Assignment –
Please copy every record exactly as it is written.

(Point-per-instance localization data)
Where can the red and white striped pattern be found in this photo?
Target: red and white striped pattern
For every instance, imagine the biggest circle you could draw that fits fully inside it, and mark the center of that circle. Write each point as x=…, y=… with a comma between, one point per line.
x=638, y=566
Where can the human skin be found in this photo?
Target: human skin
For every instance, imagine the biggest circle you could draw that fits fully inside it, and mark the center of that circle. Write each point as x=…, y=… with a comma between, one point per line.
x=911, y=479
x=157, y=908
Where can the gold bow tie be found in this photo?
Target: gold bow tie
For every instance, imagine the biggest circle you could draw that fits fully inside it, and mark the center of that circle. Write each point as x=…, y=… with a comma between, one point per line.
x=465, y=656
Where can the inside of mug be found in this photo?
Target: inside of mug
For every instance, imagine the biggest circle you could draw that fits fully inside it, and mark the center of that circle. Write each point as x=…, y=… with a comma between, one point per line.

Result of the exercise –
Where can the red and white striped pattern be found in this photo?
Target: red and white striped pattern
For every instance, imagine the biggest circle you could draw that fits fully inside it, and mark the center of that circle. Write each point as x=…, y=… with a comma between, one point per line.
x=638, y=566
Where can the human skin be found in this photo?
Target: human skin
For every instance, imagine the biggest circle you could draw that fits fully inside it, and mark the center of that circle. Write each point as x=…, y=… with a comma between, one point per line.
x=911, y=479
x=157, y=908
Where can the gold bow tie be found in this photo?
Target: gold bow tie
For every instance, imagine the biggest circle you could draw that fits fully inside it, and mark the center of that circle. Write each point as x=…, y=… with a comma between, one point per line.
x=465, y=656
Where can the inside of mug be found in this photo?
Target: inside of mug
For every instance, imagine the biggest circle you could draw that fits fully inside it, and mark the center of that circle. Write each point as x=…, y=… with a comma between, one point per line.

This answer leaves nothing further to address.